**Data for this task**

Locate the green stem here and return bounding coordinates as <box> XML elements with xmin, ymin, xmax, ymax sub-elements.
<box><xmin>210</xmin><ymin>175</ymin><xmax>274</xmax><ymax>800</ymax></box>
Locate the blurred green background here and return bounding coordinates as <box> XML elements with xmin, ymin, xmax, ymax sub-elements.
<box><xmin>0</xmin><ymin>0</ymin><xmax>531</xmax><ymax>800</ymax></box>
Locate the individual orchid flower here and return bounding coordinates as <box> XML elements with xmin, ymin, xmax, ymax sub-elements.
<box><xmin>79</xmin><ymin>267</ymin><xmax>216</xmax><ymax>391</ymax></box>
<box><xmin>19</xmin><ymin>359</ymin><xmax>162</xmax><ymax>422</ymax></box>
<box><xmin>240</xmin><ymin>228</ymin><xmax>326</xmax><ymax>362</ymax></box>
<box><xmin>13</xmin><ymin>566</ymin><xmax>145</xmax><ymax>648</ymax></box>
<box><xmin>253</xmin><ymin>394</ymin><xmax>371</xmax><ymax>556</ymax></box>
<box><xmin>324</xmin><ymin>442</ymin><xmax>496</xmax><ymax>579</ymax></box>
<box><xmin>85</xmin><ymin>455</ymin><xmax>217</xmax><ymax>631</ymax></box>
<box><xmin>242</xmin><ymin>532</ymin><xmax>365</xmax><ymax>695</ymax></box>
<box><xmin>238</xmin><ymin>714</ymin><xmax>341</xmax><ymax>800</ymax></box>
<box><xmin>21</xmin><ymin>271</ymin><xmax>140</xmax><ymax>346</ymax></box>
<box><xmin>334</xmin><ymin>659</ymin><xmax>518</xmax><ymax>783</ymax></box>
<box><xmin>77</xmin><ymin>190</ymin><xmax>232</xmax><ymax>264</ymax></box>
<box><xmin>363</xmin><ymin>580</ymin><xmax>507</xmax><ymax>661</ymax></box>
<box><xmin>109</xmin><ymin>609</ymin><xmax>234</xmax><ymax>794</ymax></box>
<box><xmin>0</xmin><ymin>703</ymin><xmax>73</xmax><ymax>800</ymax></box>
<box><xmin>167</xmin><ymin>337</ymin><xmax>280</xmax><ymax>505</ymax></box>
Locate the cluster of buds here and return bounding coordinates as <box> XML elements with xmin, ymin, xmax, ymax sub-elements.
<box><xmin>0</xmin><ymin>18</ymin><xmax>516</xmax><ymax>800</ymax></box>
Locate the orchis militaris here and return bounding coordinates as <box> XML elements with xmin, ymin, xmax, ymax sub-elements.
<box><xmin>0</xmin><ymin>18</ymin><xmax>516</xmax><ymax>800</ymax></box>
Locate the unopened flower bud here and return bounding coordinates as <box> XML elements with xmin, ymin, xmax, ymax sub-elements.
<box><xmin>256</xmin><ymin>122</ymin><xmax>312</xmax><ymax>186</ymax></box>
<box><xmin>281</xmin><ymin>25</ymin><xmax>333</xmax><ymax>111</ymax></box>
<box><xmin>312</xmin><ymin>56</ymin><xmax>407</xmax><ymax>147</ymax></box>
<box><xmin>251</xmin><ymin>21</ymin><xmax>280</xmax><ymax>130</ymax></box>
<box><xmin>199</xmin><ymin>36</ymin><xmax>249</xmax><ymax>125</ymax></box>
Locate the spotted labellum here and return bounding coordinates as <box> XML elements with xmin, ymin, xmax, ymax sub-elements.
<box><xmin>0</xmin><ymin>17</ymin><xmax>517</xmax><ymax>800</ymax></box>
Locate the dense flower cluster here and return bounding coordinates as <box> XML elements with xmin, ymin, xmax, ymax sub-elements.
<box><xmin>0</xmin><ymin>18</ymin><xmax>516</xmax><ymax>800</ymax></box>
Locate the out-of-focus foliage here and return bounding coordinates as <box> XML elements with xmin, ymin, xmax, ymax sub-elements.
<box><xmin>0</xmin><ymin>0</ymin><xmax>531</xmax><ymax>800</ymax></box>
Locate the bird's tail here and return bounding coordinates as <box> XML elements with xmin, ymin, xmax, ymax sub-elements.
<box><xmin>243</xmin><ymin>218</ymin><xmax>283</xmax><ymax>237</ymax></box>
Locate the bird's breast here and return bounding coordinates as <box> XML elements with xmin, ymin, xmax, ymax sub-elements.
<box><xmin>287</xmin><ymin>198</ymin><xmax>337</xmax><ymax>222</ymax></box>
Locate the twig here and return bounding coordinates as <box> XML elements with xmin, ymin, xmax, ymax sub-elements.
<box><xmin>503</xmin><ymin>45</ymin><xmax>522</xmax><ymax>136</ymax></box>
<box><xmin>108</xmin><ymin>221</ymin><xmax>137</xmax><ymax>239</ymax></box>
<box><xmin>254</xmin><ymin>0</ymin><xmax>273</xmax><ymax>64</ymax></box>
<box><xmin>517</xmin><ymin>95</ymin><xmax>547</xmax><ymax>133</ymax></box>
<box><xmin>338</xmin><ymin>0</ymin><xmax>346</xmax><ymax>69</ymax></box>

**Task**
Extract each line of the data above that contains the word "here", and reproduce those lines in full.

**The result**
Locate the green stem here and return bounding coordinates as <box> XML elements with xmin, ymin, xmax, ymax sub-elements.
Locate the blurred green background here and return bounding coordinates as <box> XML elements with xmin, ymin, xmax, ymax sub-elements.
Locate the individual orchid flower here and return bounding coordinates as <box> XML elements with xmin, ymin, xmax, ymax sub-elements.
Locate the cluster of buds here and return bounding coordinates as <box> XML elements with xmin, ymin, xmax, ymax sub-elements.
Locate the orchis militaris here and return bounding coordinates as <box> XML elements with xmin, ymin, xmax, ymax sub-elements.
Locate the unopened flower bud here and return bounding coordinates as <box> XML elements with xmin, ymin, xmax, ymax sub-elements.
Locate the spotted labellum here and return bounding coordinates as <box> XML elements with xmin, ymin, xmax, ymax sub-elements.
Locate the dense flower cluster here and return bounding coordinates as <box> XML elements with xmin, ymin, xmax, ymax sub-elements.
Locate the out-of-focus foliage here and return bounding coordinates as <box> XML elements with xmin, ymin, xmax, ymax sub-elements.
Locate the bird's tail here and return bounding coordinates as <box> XML elements with xmin, ymin, xmax, ymax sub-elements.
Locate the bird's breast here and return bounding coordinates as <box> XML elements with xmin, ymin, xmax, ymax sub-elements.
Locate the twig here and return bounding coordinates as <box> XML elements with xmin, ymin, xmax, ymax sub-elements.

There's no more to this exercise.